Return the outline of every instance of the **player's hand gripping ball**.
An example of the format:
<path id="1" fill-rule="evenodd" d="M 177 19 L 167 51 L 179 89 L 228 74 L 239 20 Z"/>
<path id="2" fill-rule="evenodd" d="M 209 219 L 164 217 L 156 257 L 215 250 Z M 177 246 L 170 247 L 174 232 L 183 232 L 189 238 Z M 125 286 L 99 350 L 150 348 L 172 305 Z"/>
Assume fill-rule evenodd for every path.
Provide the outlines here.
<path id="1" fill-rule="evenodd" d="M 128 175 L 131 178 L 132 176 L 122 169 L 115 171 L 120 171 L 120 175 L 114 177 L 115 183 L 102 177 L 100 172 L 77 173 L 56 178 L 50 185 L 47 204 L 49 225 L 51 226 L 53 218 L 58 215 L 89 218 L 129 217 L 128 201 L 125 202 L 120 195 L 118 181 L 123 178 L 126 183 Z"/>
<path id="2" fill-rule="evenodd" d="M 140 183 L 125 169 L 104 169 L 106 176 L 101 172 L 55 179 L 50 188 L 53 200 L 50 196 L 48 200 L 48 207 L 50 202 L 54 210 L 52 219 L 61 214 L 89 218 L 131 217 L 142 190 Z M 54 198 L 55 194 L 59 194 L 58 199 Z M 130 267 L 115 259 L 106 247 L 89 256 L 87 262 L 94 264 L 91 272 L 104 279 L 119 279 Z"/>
..........
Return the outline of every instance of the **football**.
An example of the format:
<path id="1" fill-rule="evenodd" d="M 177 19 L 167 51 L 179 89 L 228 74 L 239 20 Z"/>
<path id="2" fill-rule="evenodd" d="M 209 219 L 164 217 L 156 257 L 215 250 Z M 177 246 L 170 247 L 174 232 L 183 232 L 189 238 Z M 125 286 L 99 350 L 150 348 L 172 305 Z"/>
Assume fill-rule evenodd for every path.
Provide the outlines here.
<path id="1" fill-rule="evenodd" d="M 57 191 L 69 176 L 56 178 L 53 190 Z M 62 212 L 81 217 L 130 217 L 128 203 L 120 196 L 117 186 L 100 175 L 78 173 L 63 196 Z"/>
..........
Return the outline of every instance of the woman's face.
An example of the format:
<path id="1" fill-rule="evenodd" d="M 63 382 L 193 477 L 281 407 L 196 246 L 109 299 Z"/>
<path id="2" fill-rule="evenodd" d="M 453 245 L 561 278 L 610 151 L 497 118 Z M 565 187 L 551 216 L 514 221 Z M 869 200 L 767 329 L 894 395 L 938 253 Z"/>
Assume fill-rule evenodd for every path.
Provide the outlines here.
..........
Problem details: Search the data above for the word "instance". Copy each line it is in.

Task result:
Return the outline of every instance of the **player's hand gripping ball**.
Return the outline of every instance of the **football**.
Return the outline of every instance of the woman's face.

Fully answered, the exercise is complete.